The exercise = Copy out the material word for word, from the line with "Target: building facade" through to the end of the material.
------------------------
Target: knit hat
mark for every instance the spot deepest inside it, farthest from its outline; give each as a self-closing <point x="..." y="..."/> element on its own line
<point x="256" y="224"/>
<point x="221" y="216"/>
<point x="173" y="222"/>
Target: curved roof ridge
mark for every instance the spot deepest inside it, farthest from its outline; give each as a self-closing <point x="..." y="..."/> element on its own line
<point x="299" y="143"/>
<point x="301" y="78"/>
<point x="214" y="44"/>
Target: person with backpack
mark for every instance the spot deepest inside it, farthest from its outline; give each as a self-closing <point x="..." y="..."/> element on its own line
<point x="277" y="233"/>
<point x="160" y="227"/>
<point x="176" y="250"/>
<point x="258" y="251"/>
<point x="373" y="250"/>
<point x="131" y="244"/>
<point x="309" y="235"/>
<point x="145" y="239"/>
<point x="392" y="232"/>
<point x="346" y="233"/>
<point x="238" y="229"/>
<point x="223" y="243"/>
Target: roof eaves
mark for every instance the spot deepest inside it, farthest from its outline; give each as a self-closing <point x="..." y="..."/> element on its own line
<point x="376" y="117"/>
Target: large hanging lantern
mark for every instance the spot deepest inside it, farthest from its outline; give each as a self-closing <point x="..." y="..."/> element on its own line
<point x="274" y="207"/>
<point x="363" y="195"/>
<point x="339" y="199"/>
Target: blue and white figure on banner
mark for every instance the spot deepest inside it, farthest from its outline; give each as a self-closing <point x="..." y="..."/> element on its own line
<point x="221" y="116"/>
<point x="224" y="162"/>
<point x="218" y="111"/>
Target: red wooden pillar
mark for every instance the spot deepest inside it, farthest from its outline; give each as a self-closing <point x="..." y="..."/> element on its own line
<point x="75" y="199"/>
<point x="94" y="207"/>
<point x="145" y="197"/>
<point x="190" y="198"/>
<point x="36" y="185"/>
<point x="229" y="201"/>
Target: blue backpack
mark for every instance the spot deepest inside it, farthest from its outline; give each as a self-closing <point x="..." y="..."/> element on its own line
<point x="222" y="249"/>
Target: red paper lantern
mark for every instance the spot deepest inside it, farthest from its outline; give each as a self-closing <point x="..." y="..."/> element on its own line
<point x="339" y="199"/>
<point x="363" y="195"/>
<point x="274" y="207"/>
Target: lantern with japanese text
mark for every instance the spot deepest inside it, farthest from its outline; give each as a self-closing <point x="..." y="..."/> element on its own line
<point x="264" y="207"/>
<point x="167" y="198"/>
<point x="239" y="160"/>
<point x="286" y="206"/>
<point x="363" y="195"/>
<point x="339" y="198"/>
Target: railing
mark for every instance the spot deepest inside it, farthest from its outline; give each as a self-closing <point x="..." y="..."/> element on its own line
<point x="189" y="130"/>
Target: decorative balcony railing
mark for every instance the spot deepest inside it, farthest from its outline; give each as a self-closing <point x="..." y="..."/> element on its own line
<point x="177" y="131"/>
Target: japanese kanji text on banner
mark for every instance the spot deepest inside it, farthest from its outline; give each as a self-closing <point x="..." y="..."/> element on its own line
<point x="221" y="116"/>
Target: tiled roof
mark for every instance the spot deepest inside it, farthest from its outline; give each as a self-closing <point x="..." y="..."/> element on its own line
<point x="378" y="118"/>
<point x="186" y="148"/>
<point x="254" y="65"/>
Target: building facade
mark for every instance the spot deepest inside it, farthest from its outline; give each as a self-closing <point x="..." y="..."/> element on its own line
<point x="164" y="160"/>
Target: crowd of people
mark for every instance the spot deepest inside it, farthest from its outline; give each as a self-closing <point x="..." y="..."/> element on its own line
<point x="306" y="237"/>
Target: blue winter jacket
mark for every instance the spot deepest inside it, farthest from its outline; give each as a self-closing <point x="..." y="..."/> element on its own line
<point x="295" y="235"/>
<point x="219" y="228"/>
------------------------
Solution to the problem =
Target: building facade
mark for every instance the spot deepest inside it, farthest from its outline; give each as a self-closing <point x="..." y="..."/> element on its own line
<point x="164" y="160"/>
Target: crowd of people
mark for every instance the spot deepest inside it, farthest from its outline; give each as a self-closing <point x="..." y="..."/> element on its own line
<point x="306" y="237"/>
Target: blue winter jacket
mark for every instance the spot deepest inside it, farthest from its outline; give each as a self-closing <point x="..." y="..."/> element on its own line
<point x="295" y="235"/>
<point x="219" y="228"/>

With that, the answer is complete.